→ Activity
When you copy the data, keep every line exactly as written and skip the pictures.

*** The data ***

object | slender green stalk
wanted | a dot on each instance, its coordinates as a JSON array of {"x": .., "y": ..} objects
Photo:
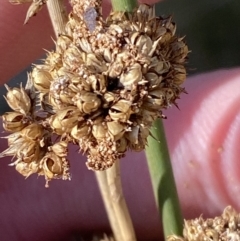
[
  {"x": 164, "y": 187},
  {"x": 124, "y": 5}
]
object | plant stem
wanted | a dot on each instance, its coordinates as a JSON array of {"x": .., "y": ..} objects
[
  {"x": 58, "y": 15},
  {"x": 124, "y": 5},
  {"x": 161, "y": 172},
  {"x": 105, "y": 193},
  {"x": 119, "y": 203},
  {"x": 109, "y": 183},
  {"x": 112, "y": 194}
]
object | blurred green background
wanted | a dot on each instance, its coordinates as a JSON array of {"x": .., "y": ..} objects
[{"x": 212, "y": 30}]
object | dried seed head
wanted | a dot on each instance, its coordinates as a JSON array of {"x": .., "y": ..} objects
[
  {"x": 59, "y": 148},
  {"x": 33, "y": 132},
  {"x": 53, "y": 166},
  {"x": 41, "y": 79},
  {"x": 18, "y": 100},
  {"x": 64, "y": 120},
  {"x": 102, "y": 89},
  {"x": 14, "y": 121}
]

*** End of The data ***

→ Output of the task
object | slender green stalk
wanted | a dot on each instance, its coordinates as a JSON array of {"x": .., "y": ..} objects
Photo:
[
  {"x": 164, "y": 187},
  {"x": 124, "y": 5}
]
object | plant stem
wanted | a dot on each instance, its coordinates as a JSON array of {"x": .., "y": ..} objects
[
  {"x": 58, "y": 15},
  {"x": 124, "y": 5},
  {"x": 161, "y": 172},
  {"x": 105, "y": 193},
  {"x": 119, "y": 203},
  {"x": 109, "y": 183},
  {"x": 112, "y": 194}
]
object | blurred green background
wanted | a dot on each instance, its coordinates as a JSON array of {"x": .., "y": ..} objects
[{"x": 212, "y": 30}]
object | dried seed head
wanted | a dot on each instance, its coordinates as a JSON array of {"x": .., "y": ..} objects
[
  {"x": 59, "y": 148},
  {"x": 33, "y": 132},
  {"x": 53, "y": 166},
  {"x": 41, "y": 79},
  {"x": 18, "y": 100},
  {"x": 64, "y": 120},
  {"x": 102, "y": 89},
  {"x": 14, "y": 121}
]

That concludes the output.